_What you are asked to do_.
Please list each line in the records below that contains the word "objects", copying every such line in full. Matching is case-sensitive.

_Records for the exercise_.
━━━━━━━━━━

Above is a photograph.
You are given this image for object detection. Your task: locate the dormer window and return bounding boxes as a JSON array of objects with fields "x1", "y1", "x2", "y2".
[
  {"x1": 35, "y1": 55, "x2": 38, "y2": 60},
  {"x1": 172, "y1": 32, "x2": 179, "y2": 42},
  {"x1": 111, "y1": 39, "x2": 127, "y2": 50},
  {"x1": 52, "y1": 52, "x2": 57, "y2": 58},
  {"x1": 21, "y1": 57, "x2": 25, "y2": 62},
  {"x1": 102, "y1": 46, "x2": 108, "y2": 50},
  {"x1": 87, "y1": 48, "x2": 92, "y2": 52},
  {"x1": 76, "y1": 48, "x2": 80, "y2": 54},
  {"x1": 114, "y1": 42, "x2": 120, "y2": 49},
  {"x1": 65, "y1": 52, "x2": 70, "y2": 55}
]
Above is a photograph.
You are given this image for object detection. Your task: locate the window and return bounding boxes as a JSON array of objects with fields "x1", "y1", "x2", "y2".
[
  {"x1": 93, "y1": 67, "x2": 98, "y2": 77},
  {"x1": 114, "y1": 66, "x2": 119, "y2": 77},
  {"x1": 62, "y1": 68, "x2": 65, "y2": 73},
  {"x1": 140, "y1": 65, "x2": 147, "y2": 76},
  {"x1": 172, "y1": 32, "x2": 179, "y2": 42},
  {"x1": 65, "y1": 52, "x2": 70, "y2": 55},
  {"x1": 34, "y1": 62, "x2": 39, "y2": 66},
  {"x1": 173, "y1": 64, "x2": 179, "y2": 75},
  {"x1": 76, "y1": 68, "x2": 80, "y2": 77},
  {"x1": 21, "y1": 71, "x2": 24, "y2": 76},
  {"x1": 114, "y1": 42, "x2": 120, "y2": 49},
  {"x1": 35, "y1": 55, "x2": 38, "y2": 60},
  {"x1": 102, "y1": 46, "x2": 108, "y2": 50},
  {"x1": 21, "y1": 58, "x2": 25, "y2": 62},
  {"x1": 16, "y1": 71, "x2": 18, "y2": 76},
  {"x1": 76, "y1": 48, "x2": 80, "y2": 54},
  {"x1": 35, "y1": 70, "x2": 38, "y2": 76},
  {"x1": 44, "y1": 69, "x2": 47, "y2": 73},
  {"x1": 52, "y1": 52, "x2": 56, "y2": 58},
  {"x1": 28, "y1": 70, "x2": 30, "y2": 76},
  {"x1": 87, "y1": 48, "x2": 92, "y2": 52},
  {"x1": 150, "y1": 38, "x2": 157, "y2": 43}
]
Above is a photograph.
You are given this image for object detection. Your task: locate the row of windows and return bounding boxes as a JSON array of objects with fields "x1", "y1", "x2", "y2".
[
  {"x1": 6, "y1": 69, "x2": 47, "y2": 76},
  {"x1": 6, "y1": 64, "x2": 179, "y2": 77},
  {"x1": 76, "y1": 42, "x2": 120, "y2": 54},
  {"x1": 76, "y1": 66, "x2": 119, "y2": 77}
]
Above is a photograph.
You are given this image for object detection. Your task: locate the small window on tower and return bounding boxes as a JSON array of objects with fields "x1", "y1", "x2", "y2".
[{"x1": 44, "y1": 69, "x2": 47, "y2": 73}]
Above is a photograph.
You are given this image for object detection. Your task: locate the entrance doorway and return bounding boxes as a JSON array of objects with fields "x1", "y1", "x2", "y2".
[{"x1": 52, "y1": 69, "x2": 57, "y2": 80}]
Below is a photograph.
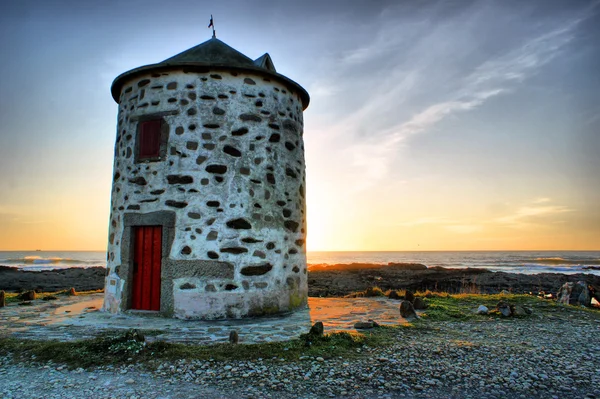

━━━━━━━━━━

_Written response_.
You are given this image for object detection. Your task: locate the dormer window and return bounding boxes as a JSON array of objects with fields "x1", "y1", "x2", "y2".
You are given this image for object detection. Your task: locate the window and return bounding boxes as a JSON array of objects with fields "x1", "y1", "x2", "y2".
You are given this image for object detection. Your task: locate the row of windows and return bounding boxes as a JSON array of objects with fields "x1", "y1", "x2", "y2".
You are given this image for object detection. Your task: locate the small window on tower and return bounding boxes as a JSON array of objects with fields "x1", "y1", "x2", "y2".
You are given this image for object detection. Your task: locate the entrance doorway and return bounding boxes as a JSON array of objects with fields "x1", "y1", "x2", "y2".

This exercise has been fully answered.